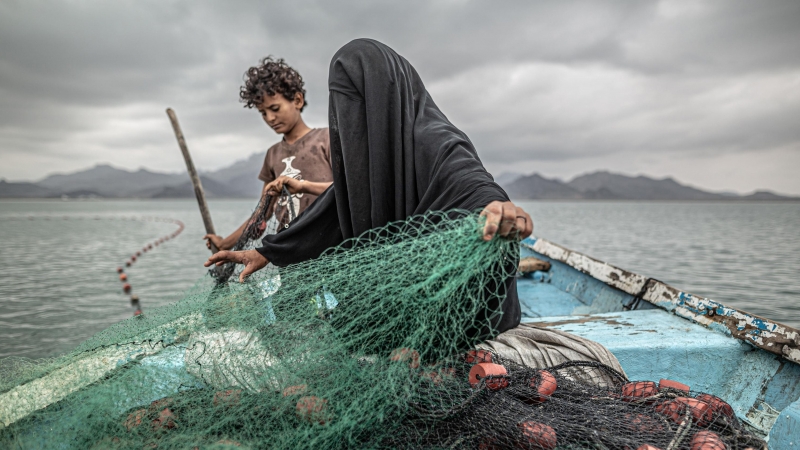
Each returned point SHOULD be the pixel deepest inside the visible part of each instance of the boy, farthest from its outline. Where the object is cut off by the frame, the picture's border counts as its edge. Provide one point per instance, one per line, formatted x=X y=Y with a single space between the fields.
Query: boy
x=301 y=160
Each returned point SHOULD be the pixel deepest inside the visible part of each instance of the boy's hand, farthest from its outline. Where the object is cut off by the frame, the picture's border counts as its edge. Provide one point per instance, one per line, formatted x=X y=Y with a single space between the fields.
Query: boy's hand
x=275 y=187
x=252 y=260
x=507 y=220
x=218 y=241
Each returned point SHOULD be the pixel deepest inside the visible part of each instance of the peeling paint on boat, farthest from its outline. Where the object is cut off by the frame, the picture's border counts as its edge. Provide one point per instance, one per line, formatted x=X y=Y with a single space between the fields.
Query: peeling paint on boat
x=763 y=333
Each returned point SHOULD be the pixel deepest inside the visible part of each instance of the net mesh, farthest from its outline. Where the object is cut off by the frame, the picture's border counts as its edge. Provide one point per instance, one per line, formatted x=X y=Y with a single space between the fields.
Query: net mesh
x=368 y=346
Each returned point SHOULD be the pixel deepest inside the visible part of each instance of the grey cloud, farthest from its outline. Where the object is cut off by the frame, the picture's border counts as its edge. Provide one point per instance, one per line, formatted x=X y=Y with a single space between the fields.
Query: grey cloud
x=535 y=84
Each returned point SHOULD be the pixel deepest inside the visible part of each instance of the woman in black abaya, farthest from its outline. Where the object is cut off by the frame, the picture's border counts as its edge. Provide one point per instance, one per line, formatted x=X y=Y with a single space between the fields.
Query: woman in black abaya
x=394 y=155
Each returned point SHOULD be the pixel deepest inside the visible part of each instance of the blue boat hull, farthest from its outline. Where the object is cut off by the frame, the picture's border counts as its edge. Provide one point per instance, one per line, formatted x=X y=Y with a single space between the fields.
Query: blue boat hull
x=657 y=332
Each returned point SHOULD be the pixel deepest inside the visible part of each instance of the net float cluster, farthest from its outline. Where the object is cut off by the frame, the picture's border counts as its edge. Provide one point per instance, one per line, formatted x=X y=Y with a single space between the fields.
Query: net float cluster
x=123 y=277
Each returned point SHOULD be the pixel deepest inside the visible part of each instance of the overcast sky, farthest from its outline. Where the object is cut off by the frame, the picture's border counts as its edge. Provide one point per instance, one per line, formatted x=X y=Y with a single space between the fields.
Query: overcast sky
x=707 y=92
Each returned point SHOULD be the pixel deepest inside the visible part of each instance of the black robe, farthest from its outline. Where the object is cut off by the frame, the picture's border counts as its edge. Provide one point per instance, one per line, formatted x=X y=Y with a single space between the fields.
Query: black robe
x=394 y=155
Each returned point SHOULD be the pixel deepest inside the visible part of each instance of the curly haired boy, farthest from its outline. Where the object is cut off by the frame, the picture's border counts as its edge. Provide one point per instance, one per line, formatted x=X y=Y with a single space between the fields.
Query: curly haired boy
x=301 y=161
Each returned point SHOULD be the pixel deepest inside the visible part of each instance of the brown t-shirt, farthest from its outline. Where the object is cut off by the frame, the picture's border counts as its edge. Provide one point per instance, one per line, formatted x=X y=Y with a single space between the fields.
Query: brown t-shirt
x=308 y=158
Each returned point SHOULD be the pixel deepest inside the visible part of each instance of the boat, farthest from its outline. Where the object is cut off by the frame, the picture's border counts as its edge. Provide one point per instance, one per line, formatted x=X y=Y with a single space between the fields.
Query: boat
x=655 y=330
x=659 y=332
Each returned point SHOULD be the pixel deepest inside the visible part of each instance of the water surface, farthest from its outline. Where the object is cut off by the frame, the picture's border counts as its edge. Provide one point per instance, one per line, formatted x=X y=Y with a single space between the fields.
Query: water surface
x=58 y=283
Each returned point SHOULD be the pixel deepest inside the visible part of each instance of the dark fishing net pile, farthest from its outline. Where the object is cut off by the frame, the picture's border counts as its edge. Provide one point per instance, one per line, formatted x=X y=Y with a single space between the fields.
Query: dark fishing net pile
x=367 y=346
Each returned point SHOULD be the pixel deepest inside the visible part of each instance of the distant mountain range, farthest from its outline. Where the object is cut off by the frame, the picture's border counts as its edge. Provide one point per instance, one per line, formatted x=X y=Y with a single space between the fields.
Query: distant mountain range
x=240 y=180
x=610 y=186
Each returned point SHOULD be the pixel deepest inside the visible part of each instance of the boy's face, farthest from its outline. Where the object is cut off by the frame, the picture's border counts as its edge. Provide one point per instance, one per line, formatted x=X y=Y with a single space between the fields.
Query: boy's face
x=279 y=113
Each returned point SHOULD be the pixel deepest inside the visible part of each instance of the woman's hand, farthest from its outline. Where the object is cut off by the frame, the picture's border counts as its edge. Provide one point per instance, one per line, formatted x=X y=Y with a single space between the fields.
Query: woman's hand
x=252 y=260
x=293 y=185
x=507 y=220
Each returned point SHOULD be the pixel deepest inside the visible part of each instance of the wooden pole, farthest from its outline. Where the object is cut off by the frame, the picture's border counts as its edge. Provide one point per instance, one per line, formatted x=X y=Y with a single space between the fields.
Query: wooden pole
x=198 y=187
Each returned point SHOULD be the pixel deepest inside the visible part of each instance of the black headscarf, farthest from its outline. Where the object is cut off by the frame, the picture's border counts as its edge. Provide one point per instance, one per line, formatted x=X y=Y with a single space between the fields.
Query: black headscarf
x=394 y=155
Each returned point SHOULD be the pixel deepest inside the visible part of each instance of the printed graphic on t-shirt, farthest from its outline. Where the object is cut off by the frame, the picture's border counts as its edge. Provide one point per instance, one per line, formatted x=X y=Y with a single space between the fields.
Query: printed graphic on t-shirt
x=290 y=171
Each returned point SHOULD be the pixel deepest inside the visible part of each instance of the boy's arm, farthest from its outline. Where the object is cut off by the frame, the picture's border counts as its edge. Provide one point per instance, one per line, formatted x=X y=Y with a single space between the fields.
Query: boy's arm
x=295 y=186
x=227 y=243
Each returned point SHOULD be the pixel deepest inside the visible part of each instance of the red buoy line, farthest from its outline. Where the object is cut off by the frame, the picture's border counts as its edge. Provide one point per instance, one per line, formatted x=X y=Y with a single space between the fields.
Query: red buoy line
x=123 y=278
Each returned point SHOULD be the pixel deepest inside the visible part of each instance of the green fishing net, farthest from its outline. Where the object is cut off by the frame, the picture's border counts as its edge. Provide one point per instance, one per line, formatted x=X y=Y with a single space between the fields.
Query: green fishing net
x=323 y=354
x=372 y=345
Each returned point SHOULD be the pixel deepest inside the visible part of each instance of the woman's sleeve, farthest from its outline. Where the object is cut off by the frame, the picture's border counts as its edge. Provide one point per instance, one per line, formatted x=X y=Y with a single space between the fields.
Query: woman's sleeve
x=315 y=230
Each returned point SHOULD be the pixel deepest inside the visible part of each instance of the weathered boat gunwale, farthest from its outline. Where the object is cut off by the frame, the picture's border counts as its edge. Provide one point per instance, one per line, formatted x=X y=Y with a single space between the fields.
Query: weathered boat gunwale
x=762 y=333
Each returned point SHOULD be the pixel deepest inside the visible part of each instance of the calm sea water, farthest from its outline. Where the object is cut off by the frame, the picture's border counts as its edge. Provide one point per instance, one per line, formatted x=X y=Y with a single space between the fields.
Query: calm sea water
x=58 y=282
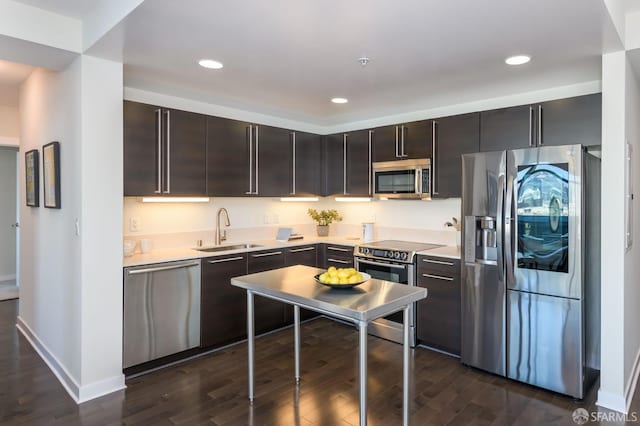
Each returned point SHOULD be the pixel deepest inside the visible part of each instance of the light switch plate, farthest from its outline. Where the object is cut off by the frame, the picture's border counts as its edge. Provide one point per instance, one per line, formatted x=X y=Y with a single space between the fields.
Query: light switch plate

◆ ◆ ◆

About this exercise: Filter the listing above, keeping only the lines with "plate".

Answer space:
Each returned point SHOULD be the pixel deepest inside the visible part of each instance of the light switch plate, farthest from its outline. Where the object is cut off by the frame, the picture's border counts as its edge. Provide one point per instance, one per line, formatted x=X y=Y with a single space between the fields.
Query: light switch plate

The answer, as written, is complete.